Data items

/---

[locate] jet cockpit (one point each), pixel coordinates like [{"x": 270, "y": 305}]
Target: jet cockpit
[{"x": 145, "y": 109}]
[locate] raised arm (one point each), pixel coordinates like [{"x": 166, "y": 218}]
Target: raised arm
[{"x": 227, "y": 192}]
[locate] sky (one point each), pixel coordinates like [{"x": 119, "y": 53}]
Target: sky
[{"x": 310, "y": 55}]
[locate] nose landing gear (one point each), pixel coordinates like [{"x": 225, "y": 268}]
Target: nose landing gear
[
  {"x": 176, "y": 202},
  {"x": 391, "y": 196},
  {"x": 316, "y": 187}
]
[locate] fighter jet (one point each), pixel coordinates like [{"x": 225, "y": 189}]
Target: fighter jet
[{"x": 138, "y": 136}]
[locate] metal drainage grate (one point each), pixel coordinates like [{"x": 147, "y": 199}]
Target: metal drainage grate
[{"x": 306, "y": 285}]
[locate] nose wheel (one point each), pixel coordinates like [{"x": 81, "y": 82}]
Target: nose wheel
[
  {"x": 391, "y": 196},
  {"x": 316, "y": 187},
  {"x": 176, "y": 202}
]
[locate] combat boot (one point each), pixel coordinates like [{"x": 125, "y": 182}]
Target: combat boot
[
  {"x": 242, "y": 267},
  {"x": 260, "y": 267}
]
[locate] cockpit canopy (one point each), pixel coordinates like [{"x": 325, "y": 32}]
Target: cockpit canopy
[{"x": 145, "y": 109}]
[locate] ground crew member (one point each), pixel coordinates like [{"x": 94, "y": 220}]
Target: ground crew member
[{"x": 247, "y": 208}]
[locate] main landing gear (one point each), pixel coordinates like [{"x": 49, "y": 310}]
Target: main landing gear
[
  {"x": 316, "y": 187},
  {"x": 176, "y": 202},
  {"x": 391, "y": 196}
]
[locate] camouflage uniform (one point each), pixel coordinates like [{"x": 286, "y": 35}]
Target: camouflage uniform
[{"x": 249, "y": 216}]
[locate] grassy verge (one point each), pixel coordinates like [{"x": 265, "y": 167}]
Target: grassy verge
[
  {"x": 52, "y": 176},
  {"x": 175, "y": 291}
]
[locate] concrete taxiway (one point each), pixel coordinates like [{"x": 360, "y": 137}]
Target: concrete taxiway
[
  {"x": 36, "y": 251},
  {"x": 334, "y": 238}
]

\---

**Directions**
From the line containing "Target: main landing gear" to the last line of the data above, copy each line exactly and add nothing.

**Task response**
Target: main landing gear
[
  {"x": 316, "y": 187},
  {"x": 176, "y": 202},
  {"x": 391, "y": 196}
]
[locate] camouflage uniform (one point each), pixel coordinates like [{"x": 286, "y": 35}]
Target: camouflage uniform
[{"x": 249, "y": 216}]
[locate] grassy verge (one point each), pixel coordinates like [{"x": 265, "y": 167}]
Target: grassy verge
[
  {"x": 52, "y": 176},
  {"x": 175, "y": 291}
]
[locate] concrete taxiway (one point each), pixel coordinates like [{"x": 360, "y": 137}]
Target: concrete taxiway
[
  {"x": 36, "y": 251},
  {"x": 334, "y": 238}
]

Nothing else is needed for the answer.